> **Instructions to follow**
Reproduce the records verbatim, from their first line through the line containing "left=134, top=149, right=168, bottom=172", including both of those lines.

> **Entries provided**
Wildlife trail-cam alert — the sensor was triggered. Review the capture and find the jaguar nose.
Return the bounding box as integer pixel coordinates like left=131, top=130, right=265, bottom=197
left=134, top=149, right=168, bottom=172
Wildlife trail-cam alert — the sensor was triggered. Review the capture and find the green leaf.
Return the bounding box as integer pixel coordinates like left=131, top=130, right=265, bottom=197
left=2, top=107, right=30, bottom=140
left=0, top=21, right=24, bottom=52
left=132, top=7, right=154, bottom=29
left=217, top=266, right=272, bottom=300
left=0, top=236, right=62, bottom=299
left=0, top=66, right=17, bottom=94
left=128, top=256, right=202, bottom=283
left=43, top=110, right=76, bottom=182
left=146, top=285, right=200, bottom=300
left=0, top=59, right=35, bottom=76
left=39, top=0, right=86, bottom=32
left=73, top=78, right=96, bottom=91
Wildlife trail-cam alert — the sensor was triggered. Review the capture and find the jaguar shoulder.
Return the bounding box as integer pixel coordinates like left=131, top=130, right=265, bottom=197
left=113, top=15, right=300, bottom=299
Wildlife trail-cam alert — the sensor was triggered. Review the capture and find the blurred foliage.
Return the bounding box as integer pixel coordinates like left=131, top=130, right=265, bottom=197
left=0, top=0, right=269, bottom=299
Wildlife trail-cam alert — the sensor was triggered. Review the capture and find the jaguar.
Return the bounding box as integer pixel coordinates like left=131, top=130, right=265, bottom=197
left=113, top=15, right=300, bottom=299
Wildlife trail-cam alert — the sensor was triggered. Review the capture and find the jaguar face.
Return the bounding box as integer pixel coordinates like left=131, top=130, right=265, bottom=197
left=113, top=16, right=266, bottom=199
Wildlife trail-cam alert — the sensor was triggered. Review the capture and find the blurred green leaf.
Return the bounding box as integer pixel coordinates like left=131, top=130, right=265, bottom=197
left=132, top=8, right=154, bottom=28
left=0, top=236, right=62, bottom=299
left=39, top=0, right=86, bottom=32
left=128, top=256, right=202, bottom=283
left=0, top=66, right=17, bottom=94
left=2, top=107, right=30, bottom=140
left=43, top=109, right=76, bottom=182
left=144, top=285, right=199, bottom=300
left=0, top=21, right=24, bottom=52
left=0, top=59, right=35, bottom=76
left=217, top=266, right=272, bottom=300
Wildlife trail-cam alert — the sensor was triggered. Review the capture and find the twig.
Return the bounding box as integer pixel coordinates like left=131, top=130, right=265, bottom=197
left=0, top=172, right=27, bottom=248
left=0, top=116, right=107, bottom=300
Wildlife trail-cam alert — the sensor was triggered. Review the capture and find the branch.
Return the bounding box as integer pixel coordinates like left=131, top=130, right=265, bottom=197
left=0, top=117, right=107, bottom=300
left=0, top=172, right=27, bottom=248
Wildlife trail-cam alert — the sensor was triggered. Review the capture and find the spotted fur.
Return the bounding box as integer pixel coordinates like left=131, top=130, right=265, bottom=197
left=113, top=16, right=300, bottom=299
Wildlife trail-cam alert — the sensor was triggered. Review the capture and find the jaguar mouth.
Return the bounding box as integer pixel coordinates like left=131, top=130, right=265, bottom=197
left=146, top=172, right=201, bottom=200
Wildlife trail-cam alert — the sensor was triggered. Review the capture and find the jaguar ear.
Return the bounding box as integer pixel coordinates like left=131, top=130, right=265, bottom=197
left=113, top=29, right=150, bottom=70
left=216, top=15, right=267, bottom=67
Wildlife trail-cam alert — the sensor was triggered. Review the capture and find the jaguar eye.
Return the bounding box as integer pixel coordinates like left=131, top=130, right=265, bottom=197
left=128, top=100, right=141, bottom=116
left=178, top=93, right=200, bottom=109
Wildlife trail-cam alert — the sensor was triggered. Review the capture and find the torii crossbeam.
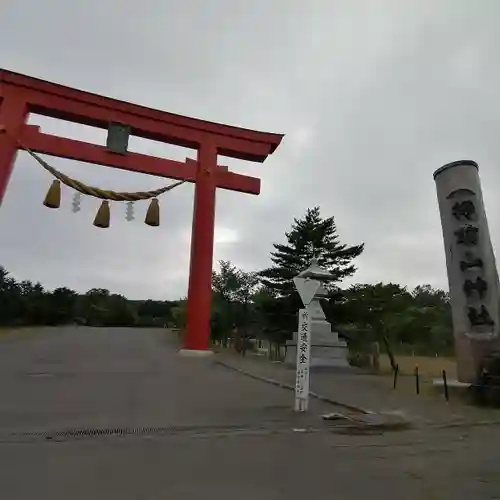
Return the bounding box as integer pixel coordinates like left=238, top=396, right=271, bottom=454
left=0, top=69, right=283, bottom=351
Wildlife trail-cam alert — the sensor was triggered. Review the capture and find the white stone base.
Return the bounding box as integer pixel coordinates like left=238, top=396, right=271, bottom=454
left=179, top=349, right=214, bottom=358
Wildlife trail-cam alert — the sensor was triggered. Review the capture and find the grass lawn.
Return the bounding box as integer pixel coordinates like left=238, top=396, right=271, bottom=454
left=380, top=354, right=457, bottom=379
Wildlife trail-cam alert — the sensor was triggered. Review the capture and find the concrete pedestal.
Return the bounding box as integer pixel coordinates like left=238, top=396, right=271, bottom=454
left=285, top=300, right=350, bottom=369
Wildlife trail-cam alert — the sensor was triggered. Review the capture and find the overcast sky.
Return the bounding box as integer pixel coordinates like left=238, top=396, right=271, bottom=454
left=0, top=0, right=500, bottom=299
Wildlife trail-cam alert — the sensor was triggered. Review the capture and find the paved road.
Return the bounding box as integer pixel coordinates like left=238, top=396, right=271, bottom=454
left=0, top=328, right=500, bottom=500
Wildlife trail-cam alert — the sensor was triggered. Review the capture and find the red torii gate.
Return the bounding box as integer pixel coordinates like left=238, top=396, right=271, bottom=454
left=0, top=69, right=283, bottom=351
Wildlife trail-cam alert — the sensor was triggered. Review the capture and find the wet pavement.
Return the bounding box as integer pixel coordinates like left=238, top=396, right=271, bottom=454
left=0, top=328, right=500, bottom=500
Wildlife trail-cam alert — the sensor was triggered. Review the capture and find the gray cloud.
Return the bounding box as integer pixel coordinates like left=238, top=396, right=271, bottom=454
left=0, top=0, right=500, bottom=298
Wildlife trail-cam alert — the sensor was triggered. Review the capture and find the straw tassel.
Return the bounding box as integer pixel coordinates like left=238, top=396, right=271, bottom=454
left=43, top=180, right=61, bottom=208
left=94, top=200, right=110, bottom=229
left=144, top=198, right=160, bottom=227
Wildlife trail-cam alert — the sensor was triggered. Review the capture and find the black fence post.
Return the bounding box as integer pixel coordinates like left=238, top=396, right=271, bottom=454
left=443, top=370, right=450, bottom=401
left=392, top=365, right=399, bottom=389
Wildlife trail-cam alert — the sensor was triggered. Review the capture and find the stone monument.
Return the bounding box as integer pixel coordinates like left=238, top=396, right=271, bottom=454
left=434, top=160, right=500, bottom=384
left=285, top=258, right=350, bottom=369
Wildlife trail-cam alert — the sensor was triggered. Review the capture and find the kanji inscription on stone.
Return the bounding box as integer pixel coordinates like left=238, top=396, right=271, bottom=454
left=463, top=276, right=488, bottom=299
left=451, top=200, right=476, bottom=221
left=453, top=224, right=479, bottom=246
left=467, top=304, right=495, bottom=327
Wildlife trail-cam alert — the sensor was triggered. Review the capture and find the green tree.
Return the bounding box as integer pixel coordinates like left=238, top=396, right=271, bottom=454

> **Solution to this exercise**
Wildlife trail-cam alert — the sensor was triggered. Review the capture and find the jaguar nose.
Return the bounding box as integer pixel coordinates like left=131, top=130, right=265, bottom=197
left=134, top=149, right=168, bottom=172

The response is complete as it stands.